-- BEGIN PROVIDED RECORDS --

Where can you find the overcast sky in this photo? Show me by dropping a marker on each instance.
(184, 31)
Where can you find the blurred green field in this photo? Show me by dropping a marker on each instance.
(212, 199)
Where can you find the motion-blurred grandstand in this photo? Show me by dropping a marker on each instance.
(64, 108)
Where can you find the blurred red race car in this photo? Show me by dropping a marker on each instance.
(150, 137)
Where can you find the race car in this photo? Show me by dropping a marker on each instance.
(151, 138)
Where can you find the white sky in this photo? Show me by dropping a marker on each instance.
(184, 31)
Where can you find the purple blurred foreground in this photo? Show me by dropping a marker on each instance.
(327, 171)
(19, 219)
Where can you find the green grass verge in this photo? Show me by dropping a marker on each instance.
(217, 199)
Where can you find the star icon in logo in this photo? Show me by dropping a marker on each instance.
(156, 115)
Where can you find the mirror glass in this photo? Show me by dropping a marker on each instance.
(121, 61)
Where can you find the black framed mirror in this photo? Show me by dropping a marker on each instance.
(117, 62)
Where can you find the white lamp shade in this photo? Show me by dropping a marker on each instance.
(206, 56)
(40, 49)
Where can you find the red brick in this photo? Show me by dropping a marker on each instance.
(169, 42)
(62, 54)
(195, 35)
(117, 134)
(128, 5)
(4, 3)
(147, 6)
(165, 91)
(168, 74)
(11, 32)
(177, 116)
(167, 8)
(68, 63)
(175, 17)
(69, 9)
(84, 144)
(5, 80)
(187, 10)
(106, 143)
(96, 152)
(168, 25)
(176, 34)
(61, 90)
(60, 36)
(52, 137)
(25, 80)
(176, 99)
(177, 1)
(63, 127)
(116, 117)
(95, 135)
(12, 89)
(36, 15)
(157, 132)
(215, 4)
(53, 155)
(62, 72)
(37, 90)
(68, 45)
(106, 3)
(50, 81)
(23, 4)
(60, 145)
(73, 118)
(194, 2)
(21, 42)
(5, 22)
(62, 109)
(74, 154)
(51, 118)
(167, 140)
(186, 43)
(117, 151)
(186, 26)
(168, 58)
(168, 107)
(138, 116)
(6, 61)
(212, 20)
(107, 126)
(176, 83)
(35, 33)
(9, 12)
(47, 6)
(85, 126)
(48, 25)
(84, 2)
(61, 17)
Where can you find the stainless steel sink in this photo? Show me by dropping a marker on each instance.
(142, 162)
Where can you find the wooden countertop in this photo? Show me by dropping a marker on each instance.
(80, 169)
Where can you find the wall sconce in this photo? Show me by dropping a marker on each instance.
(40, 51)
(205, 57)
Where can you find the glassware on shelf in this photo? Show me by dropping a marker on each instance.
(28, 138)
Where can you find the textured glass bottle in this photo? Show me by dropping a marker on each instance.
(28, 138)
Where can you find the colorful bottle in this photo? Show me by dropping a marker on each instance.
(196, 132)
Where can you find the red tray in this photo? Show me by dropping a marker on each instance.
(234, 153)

-- END PROVIDED RECORDS --

## OBJECTIVE
Put every line of the records above into a Markdown table with columns Row and Line, numbering the rows in order and leaving out blank lines.

## RESULT BELOW
| Row | Line |
|---|---|
| 1 | Where can you find the overcast sky in this photo? Show me by dropping a marker on each instance. |
| 2 | (184, 31) |
| 3 | Where can you find the blurred green field in this photo? Show me by dropping a marker on each instance. |
| 4 | (212, 199) |
| 5 | Where can you find the motion-blurred grandstand in this photo? Show me by dropping a marker on each instance. |
| 6 | (64, 108) |
| 7 | Where can you find the blurred red race car in this photo? Show me by dropping a marker on each instance. |
| 8 | (150, 137) |
| 9 | Where can you find the race car in this photo? Show me by dropping a marker on each instance. |
| 10 | (151, 138) |
| 11 | Where can you find the white sky in this photo? Show me by dropping a marker on each instance. |
| 12 | (184, 31) |
| 13 | Where can you find the purple blurred foreground in this photo? Show me by dropping a marker on each instance. |
| 14 | (327, 171) |
| 15 | (19, 219) |
| 16 | Where can you find the green grass verge in this photo? Show me by dropping a marker on each instance. |
| 17 | (217, 199) |
| 18 | Where can you find the star icon in logo in this photo? Show me by dropping a marker on each instance. |
| 19 | (156, 115) |
| 20 | Where can you find the mirror glass in this photo? Show me by dropping a marker on each instance. |
| 21 | (121, 61) |
| 22 | Where can you find the black framed mirror in this photo? Show me by dropping a marker on each instance. |
| 23 | (117, 62) |
| 24 | Where can you find the white lamp shade in this photo? Show me by dropping a marker on each instance. |
| 25 | (206, 56) |
| 26 | (40, 49) |
| 27 | Where can you find the red brick in this photo? Show me by dropping a marker on each instance. |
| 28 | (169, 42) |
| 29 | (62, 54) |
| 30 | (195, 35) |
| 31 | (117, 134) |
| 32 | (128, 5) |
| 33 | (4, 3) |
| 34 | (147, 6) |
| 35 | (165, 91) |
| 36 | (168, 74) |
| 37 | (11, 32) |
| 38 | (177, 116) |
| 39 | (167, 8) |
| 40 | (68, 63) |
| 41 | (175, 17) |
| 42 | (69, 9) |
| 43 | (84, 144) |
| 44 | (5, 80) |
| 45 | (187, 10) |
| 46 | (106, 143) |
| 47 | (96, 152) |
| 48 | (168, 25) |
| 49 | (176, 34) |
| 50 | (61, 90) |
| 51 | (60, 36) |
| 52 | (52, 137) |
| 53 | (25, 80) |
| 54 | (176, 99) |
| 55 | (177, 1) |
| 56 | (63, 127) |
| 57 | (116, 117) |
| 58 | (95, 135) |
| 59 | (12, 89) |
| 60 | (36, 15) |
| 61 | (157, 132) |
| 62 | (215, 4) |
| 63 | (53, 155) |
| 64 | (62, 72) |
| 65 | (37, 90) |
| 66 | (68, 45) |
| 67 | (106, 3) |
| 68 | (50, 81) |
| 69 | (23, 4) |
| 70 | (60, 145) |
| 71 | (73, 118) |
| 72 | (194, 2) |
| 73 | (21, 42) |
| 74 | (5, 22) |
| 75 | (62, 109) |
| 76 | (74, 154) |
| 77 | (51, 118) |
| 78 | (167, 140) |
| 79 | (186, 43) |
| 80 | (117, 151) |
| 81 | (186, 26) |
| 82 | (168, 58) |
| 83 | (168, 107) |
| 84 | (138, 116) |
| 85 | (6, 61) |
| 86 | (212, 20) |
| 87 | (107, 126) |
| 88 | (176, 83) |
| 89 | (35, 33) |
| 90 | (9, 12) |
| 91 | (47, 6) |
| 92 | (85, 126) |
| 93 | (48, 25) |
| 94 | (84, 2) |
| 95 | (61, 17) |
| 96 | Where can you find the stainless steel sink in this photo? Show me by dropping a marker on each instance. |
| 97 | (142, 162) |
| 98 | Where can you find the wooden countertop in this photo? Show me by dropping a marker on each instance. |
| 99 | (80, 169) |
| 100 | Where can you find the wall sconce in this photo? Show me by dropping a marker on each instance. |
| 101 | (40, 51) |
| 102 | (205, 57) |
| 103 | Where can you find the glassware on shelf in this photo? Show me by dropping a marker on each instance. |
| 104 | (28, 138) |
| 105 | Where can you find the textured glass bottle in this photo? Show me by dropping a marker on each instance. |
| 106 | (28, 138) |
| 107 | Where can you find the colorful bottle in this photo? Show me by dropping a marker on each instance. |
| 108 | (196, 132) |
| 109 | Where can you find the red tray in this photo? Show me by dropping a marker on each instance. |
| 110 | (234, 153) |